__Exercise goal__
Transcribe the whole listing without a single picture.
-- begin Exercise input --
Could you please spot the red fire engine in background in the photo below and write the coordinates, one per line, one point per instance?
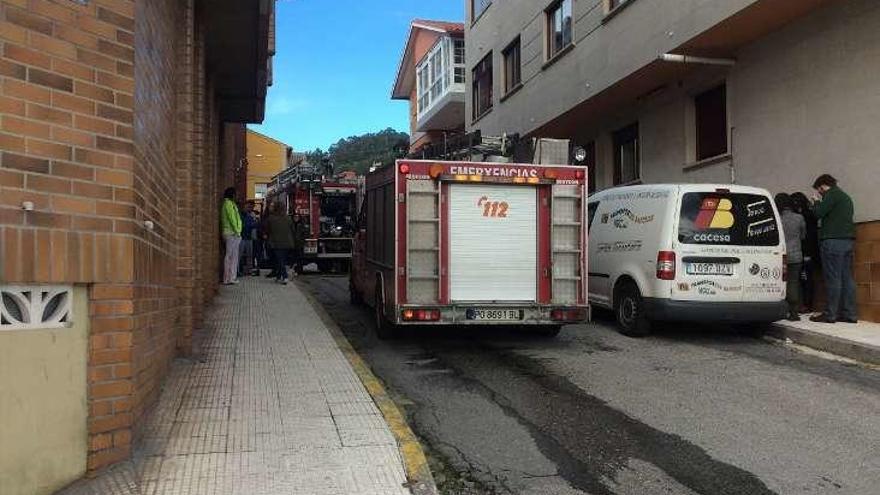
(326, 203)
(473, 243)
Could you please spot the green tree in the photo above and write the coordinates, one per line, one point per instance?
(359, 153)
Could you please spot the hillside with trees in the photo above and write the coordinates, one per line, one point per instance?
(358, 153)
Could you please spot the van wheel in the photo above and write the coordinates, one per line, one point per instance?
(630, 312)
(385, 330)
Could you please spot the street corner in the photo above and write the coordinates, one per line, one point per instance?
(420, 479)
(859, 342)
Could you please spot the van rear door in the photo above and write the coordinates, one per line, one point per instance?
(729, 245)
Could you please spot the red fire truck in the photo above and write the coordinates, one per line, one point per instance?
(460, 243)
(327, 206)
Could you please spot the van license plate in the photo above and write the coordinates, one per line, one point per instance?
(725, 269)
(495, 314)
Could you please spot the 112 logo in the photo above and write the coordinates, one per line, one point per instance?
(493, 209)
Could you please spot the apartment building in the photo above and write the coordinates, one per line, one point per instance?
(431, 76)
(266, 158)
(118, 125)
(770, 93)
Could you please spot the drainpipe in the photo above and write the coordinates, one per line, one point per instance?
(688, 59)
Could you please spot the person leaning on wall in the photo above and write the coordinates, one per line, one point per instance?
(837, 233)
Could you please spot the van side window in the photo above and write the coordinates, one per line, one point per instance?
(591, 213)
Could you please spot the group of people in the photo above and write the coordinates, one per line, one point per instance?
(820, 234)
(246, 237)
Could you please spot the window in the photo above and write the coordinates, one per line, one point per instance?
(610, 5)
(559, 28)
(260, 191)
(626, 155)
(424, 91)
(590, 162)
(512, 66)
(482, 87)
(458, 62)
(438, 70)
(478, 7)
(710, 116)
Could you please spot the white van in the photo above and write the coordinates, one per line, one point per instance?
(686, 252)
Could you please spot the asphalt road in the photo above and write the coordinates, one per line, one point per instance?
(687, 411)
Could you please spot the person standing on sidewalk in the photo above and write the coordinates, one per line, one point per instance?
(230, 228)
(795, 229)
(248, 235)
(810, 250)
(280, 231)
(837, 233)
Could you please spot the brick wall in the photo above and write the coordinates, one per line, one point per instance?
(107, 119)
(867, 270)
(155, 197)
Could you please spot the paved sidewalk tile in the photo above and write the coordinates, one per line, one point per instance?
(859, 341)
(271, 407)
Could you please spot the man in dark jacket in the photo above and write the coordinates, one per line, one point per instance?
(279, 229)
(837, 234)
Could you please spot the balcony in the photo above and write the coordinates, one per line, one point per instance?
(441, 86)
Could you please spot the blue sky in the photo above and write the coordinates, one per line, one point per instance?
(335, 66)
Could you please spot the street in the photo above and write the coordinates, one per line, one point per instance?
(686, 411)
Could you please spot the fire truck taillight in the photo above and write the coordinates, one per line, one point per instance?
(568, 314)
(421, 315)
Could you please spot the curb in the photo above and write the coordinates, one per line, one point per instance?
(418, 473)
(828, 343)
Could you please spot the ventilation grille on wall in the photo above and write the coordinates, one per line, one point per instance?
(37, 307)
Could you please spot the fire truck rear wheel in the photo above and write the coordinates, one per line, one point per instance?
(354, 296)
(385, 330)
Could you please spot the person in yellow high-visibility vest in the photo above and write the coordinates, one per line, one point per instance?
(230, 228)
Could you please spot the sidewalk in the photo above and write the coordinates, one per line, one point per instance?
(272, 406)
(860, 341)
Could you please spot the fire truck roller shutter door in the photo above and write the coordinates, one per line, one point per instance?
(493, 243)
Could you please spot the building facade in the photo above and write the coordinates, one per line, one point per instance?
(266, 158)
(770, 93)
(431, 78)
(118, 124)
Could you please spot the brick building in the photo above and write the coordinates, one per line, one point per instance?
(121, 122)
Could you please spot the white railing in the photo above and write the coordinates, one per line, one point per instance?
(441, 71)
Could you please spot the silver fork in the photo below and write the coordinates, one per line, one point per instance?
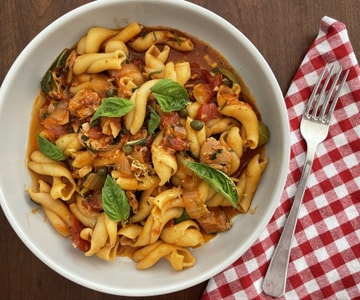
(314, 128)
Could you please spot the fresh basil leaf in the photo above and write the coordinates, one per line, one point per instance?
(218, 180)
(141, 142)
(47, 82)
(49, 149)
(114, 200)
(185, 216)
(113, 107)
(170, 95)
(154, 121)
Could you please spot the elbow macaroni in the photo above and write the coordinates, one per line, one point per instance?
(166, 199)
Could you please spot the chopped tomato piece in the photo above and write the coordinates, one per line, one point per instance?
(207, 112)
(77, 241)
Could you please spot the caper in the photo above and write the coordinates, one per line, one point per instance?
(110, 92)
(102, 171)
(183, 113)
(127, 149)
(196, 125)
(263, 134)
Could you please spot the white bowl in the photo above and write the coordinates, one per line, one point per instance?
(20, 88)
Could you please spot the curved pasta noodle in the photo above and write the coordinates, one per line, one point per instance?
(249, 181)
(142, 43)
(98, 62)
(155, 61)
(241, 111)
(165, 164)
(233, 140)
(64, 185)
(128, 32)
(219, 125)
(95, 37)
(69, 143)
(105, 231)
(135, 118)
(133, 184)
(179, 72)
(184, 234)
(178, 257)
(56, 211)
(171, 209)
(195, 137)
(145, 206)
(95, 82)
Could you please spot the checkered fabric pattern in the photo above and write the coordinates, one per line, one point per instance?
(325, 258)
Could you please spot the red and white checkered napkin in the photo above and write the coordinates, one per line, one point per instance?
(325, 258)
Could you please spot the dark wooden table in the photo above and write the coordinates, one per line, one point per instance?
(282, 30)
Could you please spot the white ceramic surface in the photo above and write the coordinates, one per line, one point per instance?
(20, 88)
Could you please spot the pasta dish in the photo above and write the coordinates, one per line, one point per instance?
(144, 143)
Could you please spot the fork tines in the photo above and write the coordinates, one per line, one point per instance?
(321, 104)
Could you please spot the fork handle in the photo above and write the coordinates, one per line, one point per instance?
(275, 279)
-- end Exercise input --
__Exercise output__
Could you please spot the red fire engine in background in the photo below and write the coordinates, one per line, one point per instance?
(326, 203)
(473, 243)
Could you please spot the green tree in the photo above and write the coordinates, one per line, one point per instance?
(359, 153)
Could you please spot the hillside with trees in the photo above and write the coordinates, one per line, one point per instance?
(358, 153)
Could you please spot the van wheel in the photo above and write the coordinates, one per line, one point per instance?
(630, 312)
(385, 330)
Could you please spot the street corner in the photo above and write the coordinates, one per line, one point per instance?
(420, 479)
(859, 342)
Could you please spot the van rear door in the photo above and write the coordinates, one per line, one point per instance?
(729, 245)
Could you please spot the red fire truck in the photo above and write the coordinates, one per line, one point per instance?
(460, 243)
(327, 206)
Could you please spot the van license plate in the photo above and write the coordinates, one per line, one point per instance?
(725, 269)
(495, 314)
Could you please spot the 112 logo in the photo above and write the coordinates, one per line, one point per instance?
(493, 209)
Could you please spot the apartment building in the photo above and write the coordinates, one per line, one point per instance?
(431, 76)
(266, 158)
(118, 125)
(770, 93)
Could you please spot the drainpipe in the photo above and write the coordinates, one per line, one point per instance?
(688, 59)
Could you please spot the person leaning on wall in the photo above and write the coordinates, one per line, one point per instance?
(837, 233)
Could you please spot the van side window in the photo above and write the coordinates, one per line, one point per instance?
(591, 213)
Could you please spot the group of people in the photo above and write the coordinates, one per line, one point per instance?
(820, 234)
(246, 237)
Could you please spot the window in the photo above and write the coordinates, one per line, one point per instance?
(610, 5)
(559, 28)
(260, 191)
(626, 155)
(424, 91)
(590, 162)
(512, 66)
(482, 87)
(458, 62)
(438, 70)
(478, 7)
(710, 116)
Could you please spot the white van in the photo above and write the coordinates, one per line, one point per instance?
(686, 252)
Could you please spot the asphalt road in the photo above and write the coordinates, one per line, one point per instance?
(687, 411)
Could you please spot the person standing on sidewalk in the photo above and write the coordinates, one per line, one point per instance?
(230, 228)
(795, 229)
(248, 235)
(810, 250)
(280, 231)
(837, 233)
Could you please spot the brick wall in the photo above and write the coordinates, one per line, one point per instance?
(107, 119)
(867, 270)
(155, 197)
Could you please spot the paved sidewalk tile in the photo above and write the coordinates, one per line, one point per instance?
(859, 341)
(271, 407)
Could you please spot the man in dark jacket in the photo above and write the coordinates, one per line, one point per instance?
(279, 229)
(837, 234)
Could you please spot the balcony in the photo above and write the coordinates, one per line, one point per instance?
(441, 86)
Could you please spot the blue sky in the photo above and write the coordinates, one per line, one point per instance?
(335, 66)
Could you please spot the street in the photo above and write the coordinates, one per line, one point per instance?
(686, 411)
Could you please spot the fire truck taillight in the photo above and write the coordinates, one per line, one point per instance?
(568, 314)
(421, 315)
Could you please spot the curb in the photo above and write the coordinates, one per line, one point per instance?
(418, 473)
(828, 343)
Could you please spot the ventilation grille on wall in the photo above and write the coordinates, one per line, one point per instance?
(37, 307)
Could you please spot the fire truck rear wheel in the photo above and write the coordinates, one per line, one point per instance?
(354, 296)
(385, 330)
Could you please spot the person in yellow high-visibility vest in the photo above and write the coordinates, one per line, one point per instance?
(230, 228)
Could you please spot the sidewalk in the photo above and write the coordinates, one per line, one point per instance?
(272, 406)
(860, 341)
Could you please spot the fire truck roller shutter door in the photo above and write the coordinates, one per line, one point per instance?
(493, 243)
Could you please spot the building facade in the photo above and write the coordinates, one per line, one point per instance?
(266, 158)
(770, 93)
(431, 78)
(118, 124)
Could you please spot the brick building in the photo above and write the coordinates, one per line, one point per instance?
(121, 122)
Could you please spot the white railing in the photo above and write the coordinates, one per line, one point per instance?
(441, 71)
Could you please spot the silver fork in the photo below and write the coordinates, one per line, one point per instance?
(314, 128)
Could you please spot the fresh basil leaf in the photo above and write the coordinates, one per line, one point per instance?
(218, 180)
(141, 142)
(47, 82)
(49, 149)
(114, 200)
(185, 216)
(113, 107)
(170, 95)
(154, 121)
Could you please spot the elbow macaroni in the photo above and write the coordinates, one per line, one point per instance?
(166, 199)
Could you please spot the chopped tomato piece in the photo above and write the coordinates, one per line, one point per instance?
(207, 112)
(77, 241)
Could you please spot the caper in the photo above and write the coordinates, one per line, one point per instance?
(110, 92)
(102, 171)
(183, 113)
(127, 149)
(196, 125)
(263, 134)
Could you please spot the white bowl in the photo above and write the coordinates, one per line, one point per instance?
(20, 88)
Could you please spot the curved pasta noodle in the photo above and write the coordinates, one per line, one point per instance?
(249, 181)
(142, 43)
(98, 62)
(155, 61)
(241, 111)
(165, 164)
(233, 140)
(64, 185)
(128, 32)
(219, 125)
(95, 37)
(69, 143)
(105, 231)
(135, 118)
(133, 184)
(179, 72)
(184, 234)
(178, 257)
(56, 211)
(171, 209)
(195, 137)
(145, 206)
(95, 82)
Could you please spot the checkered fabric pattern in the photo above and write the coordinates, one per line, one point per instance?
(325, 258)
Could you please spot the red and white checkered napkin in the photo above and write the coordinates, one per line, one point per instance?
(325, 258)
Could you please spot the dark wooden table in the photo above and write the coordinates, one per line, one point per instance?
(282, 30)
Could you please spot the white ceramic surface in the photo above and write the coordinates, one per line, one point per instance?
(20, 88)
Could you please spot the pasta dish in the photo above and write the coordinates, one per line, one point per instance?
(144, 143)
Could you please spot the fork tines in the photo above and write the coordinates, one per line, one point per instance?
(321, 104)
Could you please spot the fork handle in the photo above and write the coordinates, one per line, one point per instance?
(275, 279)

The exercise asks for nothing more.